**REQUIREMENTS**. From the data below, pull out every line that contains the string "orange".

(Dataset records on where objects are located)

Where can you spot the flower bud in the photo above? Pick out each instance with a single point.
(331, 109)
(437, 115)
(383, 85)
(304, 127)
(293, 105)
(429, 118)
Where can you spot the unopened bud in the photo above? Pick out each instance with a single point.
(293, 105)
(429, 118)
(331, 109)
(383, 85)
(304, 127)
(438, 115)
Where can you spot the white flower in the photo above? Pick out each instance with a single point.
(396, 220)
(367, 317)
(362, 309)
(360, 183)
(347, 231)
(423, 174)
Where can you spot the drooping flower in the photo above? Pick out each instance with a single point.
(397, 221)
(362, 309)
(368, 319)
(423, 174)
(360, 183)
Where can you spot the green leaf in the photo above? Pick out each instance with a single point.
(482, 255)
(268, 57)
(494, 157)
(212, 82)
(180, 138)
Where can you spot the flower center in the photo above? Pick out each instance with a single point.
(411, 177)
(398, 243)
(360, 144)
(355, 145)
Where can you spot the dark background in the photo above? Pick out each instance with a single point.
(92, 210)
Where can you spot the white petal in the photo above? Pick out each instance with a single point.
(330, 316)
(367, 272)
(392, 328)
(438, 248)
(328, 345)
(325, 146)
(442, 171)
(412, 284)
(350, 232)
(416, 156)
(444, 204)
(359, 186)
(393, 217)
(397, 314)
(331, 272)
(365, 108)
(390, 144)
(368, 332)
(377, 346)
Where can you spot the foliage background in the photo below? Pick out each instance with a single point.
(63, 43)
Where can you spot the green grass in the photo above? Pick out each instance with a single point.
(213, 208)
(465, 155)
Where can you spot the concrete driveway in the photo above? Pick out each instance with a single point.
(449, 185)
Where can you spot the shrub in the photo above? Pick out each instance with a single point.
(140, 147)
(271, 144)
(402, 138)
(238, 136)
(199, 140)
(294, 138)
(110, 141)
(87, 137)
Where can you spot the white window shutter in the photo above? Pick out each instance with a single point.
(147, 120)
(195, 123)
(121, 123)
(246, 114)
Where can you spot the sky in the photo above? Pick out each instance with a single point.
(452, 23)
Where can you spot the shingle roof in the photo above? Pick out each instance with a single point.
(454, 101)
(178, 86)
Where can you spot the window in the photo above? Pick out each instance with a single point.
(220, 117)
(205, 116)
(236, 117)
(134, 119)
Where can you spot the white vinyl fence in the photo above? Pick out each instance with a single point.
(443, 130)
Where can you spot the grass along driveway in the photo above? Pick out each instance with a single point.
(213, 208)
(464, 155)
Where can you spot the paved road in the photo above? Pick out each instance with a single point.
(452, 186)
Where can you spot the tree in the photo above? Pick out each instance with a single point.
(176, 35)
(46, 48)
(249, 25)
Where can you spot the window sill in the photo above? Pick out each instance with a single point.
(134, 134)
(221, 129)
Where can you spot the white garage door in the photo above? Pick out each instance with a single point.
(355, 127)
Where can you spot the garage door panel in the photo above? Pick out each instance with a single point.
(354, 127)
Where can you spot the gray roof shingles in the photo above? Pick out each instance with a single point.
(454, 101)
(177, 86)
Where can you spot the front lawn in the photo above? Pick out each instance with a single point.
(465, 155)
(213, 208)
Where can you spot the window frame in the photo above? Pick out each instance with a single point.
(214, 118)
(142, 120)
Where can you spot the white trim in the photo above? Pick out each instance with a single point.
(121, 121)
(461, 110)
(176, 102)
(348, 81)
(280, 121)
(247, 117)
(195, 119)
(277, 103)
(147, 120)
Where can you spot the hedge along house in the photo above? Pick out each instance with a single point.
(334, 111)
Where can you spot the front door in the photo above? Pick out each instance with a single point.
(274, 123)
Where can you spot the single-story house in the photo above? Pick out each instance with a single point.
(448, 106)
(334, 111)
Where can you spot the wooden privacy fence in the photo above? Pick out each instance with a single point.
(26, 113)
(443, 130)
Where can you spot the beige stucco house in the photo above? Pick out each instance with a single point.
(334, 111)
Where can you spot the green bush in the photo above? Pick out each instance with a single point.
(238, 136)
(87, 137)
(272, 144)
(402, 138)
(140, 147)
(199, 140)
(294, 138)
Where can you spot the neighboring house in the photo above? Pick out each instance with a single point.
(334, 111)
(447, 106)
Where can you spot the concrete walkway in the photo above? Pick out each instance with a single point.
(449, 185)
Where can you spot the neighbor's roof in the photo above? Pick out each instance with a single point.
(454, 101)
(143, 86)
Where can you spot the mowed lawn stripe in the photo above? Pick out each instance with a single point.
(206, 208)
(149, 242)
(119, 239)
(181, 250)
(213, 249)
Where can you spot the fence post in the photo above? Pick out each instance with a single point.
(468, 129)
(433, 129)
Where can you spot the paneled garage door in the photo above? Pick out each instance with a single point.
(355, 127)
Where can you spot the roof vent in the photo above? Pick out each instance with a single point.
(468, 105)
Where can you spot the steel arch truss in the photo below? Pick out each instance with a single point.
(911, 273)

---

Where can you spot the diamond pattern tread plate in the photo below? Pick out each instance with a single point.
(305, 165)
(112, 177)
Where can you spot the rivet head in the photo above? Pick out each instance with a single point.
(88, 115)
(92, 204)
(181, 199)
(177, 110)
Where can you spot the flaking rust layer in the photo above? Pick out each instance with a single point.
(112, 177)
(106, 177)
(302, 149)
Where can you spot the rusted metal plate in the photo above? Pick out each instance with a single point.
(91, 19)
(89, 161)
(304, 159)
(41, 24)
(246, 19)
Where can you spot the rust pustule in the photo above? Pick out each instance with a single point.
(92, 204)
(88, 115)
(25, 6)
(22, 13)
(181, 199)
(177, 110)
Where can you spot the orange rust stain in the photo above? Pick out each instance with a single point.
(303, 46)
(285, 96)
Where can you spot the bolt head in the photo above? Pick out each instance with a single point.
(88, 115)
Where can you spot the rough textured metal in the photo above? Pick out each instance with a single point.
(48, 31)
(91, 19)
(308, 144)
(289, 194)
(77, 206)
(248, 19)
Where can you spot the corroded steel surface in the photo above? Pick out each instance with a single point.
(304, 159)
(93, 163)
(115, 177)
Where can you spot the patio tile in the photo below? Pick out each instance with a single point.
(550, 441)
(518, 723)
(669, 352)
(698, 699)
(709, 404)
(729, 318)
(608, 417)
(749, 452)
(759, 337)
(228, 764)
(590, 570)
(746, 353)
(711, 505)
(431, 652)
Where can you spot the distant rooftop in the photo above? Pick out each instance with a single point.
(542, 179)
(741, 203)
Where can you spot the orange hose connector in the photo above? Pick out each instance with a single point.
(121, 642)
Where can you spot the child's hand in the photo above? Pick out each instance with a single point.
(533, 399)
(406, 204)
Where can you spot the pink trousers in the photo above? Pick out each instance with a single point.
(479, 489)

**EXERCISE OUTPUT**.
Where can you spot the orange rust stain in the photo above? Pick out each instance with a single point.
Where can you spot the orange hose connector in the photo above? Pick out each instance with a single point.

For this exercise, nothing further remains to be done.